See an open access 23-page article at Yale Law Journal Forum by Evans and Clayton - here for PDF or here for online.
It's called, DEADLY DELAY: FDA'S ROLE IN AMERICA'S COVID TESTING DEBACLE.
It using the FDA, COVID, EUA story as a springboard to a discussion of the VALID Act, which if passed would give FDA more authority to govern LDTs. For several years, IDSA and ASM have been prominent among voices that are uncertain about the risk/benefit of more FDA regulation in microbiology.
The abstract is:
In response to the COVID-19 pandemic, the U.S. Food and Drug Administration (FDA) published a series of 2020 guidance documents on how to seek Emergency Use Authorizations (EUAs) for new SARS-CoV-2 tests. These guidance documents suggest EUAs are needed for laboratory-developed tests (LDTs), a type of test created and used in-house by high-complexity clinical laboratories that already are regulated by the Clinical Laboratory Improvement Amendments of 1988 (CLIA). These CLIA-regulated laboratories traditionally have provided a rapid response to emerging epidemics. Many laboratories viewed the FDA’s 2020 guidance documents as having a practical binding effect even though the FDA lacked clear statutory authority to require EUAs for LDTs developed at CLIA-compliant high-complexity laboratories. The FDA’s guidance documents led to decreased availability of testing, particularly in the early stages of the pandemic, which contributed to the catastrophic course of the COVID-19 pandemic in the United States.
This Essay concludes that the FDA lacks authority to require EUAs for COVID-related LDTs and that the FDA’s intervention, in key respects, just replicates protections CLIA already provides. The Essay then discusses recently proposed legislation, known as the VALID Act of 2020, which would expand the FDA’s authority to regulate LDTs. While spurred by longstanding concerns about tests used in genomics and precision medicine, the VALID Act’s reach is much broader and would have harmful consequences for more traditional tests, including tests for emerging communicable diseases. Before Congress acts on specific legislative proposals, a much broader, more inclusive, nuanced, and evidence-informed dialogue about diagnostic-testing policy is needed.

┄┄┄┄┄┄┄┄┄┄

*Required work*:
Write out, word for word, the part of the post on the FDA and COVID testing starting at "It's called, DEADLY" and ending at "regulation in microbiology.".

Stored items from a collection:
┄┄┄┄┄┄┄┄┄┄

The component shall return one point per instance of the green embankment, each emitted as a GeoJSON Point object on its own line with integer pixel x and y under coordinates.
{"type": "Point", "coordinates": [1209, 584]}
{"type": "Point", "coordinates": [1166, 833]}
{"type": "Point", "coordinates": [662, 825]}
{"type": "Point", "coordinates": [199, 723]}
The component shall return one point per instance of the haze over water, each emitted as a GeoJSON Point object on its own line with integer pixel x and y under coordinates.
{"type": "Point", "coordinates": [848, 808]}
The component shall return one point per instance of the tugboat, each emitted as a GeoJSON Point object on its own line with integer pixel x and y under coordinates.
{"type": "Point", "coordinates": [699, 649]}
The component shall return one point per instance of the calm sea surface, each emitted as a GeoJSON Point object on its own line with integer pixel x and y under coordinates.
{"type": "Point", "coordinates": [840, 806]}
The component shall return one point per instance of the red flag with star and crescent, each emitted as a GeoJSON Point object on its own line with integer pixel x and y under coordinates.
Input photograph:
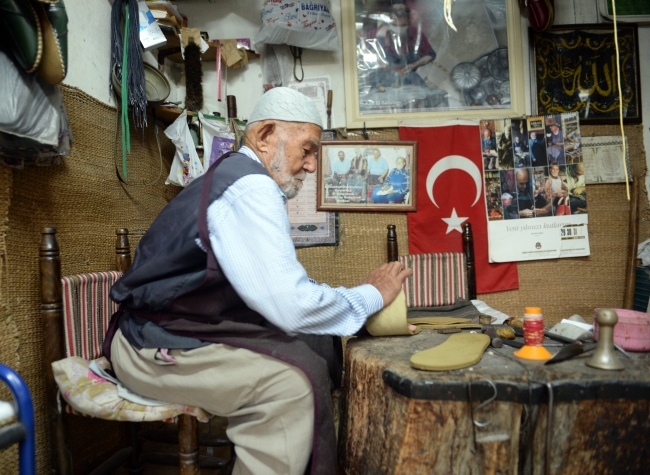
{"type": "Point", "coordinates": [450, 193]}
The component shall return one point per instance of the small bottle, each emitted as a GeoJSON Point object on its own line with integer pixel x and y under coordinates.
{"type": "Point", "coordinates": [533, 326]}
{"type": "Point", "coordinates": [533, 348]}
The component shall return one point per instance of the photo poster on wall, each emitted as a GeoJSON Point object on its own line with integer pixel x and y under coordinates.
{"type": "Point", "coordinates": [534, 188]}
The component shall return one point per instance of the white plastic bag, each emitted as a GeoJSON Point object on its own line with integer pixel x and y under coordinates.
{"type": "Point", "coordinates": [186, 165]}
{"type": "Point", "coordinates": [217, 140]}
{"type": "Point", "coordinates": [306, 24]}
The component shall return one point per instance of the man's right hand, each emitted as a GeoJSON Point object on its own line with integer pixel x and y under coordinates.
{"type": "Point", "coordinates": [388, 279]}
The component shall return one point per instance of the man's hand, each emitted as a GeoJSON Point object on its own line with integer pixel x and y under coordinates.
{"type": "Point", "coordinates": [388, 279]}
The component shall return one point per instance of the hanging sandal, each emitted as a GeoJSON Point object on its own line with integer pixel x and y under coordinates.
{"type": "Point", "coordinates": [23, 32]}
{"type": "Point", "coordinates": [54, 20]}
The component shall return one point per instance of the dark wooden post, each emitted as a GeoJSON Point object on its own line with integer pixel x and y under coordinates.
{"type": "Point", "coordinates": [468, 250]}
{"type": "Point", "coordinates": [391, 244]}
{"type": "Point", "coordinates": [52, 318]}
{"type": "Point", "coordinates": [188, 439]}
{"type": "Point", "coordinates": [632, 243]}
{"type": "Point", "coordinates": [122, 250]}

┄┄┄┄┄┄┄┄┄┄

*Task result*:
It's called, DEADLY DELAY: FDA'S ROLE IN AMERICA'S COVID TESTING DEBACLE.
It using the FDA, COVID, EUA story as a springboard to a discussion of the VALID Act, which if passed would give FDA more authority to govern LDTs. For several years, IDSA and ASM have been prominent among voices that are uncertain about the risk/benefit of more FDA regulation in microbiology.